__Votre consigne__.
Indiquez, s'il vous plaît, si chacune des affirmations suivantes concorde avec la page, en répondant par oui ou par non et en citant mot pour mot le passage décisif de la page.
1. Yvon Breton est à l'origine de la Transat AG2R La Mondiale.
2. Le départ de la 14e édition sera donné de Saint-Barth.
3. La course se dispute en solitaire.

__Page__.
********

Figure historique de la Transat AG2R La Mondiale puisqu’il en est à l’origine, Yvon Breton, qui vient de quitter son poste de conseiller du DG, en charge du sponsoring sportif chez AG2R La Mondiale, accompagnera une dernière fois l’épreuve, dont le départ de la 14e édition sera donné le 22 avril de Concarneau. L’occasion pour lui de revenir sur 26 ans de transat et d’évoquer l’avenir de la course en double entre Concarneau et Saint-Barth.
Quels souvenirs gardez-vous de la création de la Transat AG2R ?

********

__Extrait de données__.

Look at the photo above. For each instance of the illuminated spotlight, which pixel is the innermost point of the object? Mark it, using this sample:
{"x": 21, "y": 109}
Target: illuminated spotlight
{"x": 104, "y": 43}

********

__Résultat de l'exercice__.
1. Oui : « puisqu’il en est à l’origine »
2. Non : « le départ de la 14e édition sera donné le 22 avril de Concarneau »
3. Non : « la course en double entre Concarneau et Saint-Barth »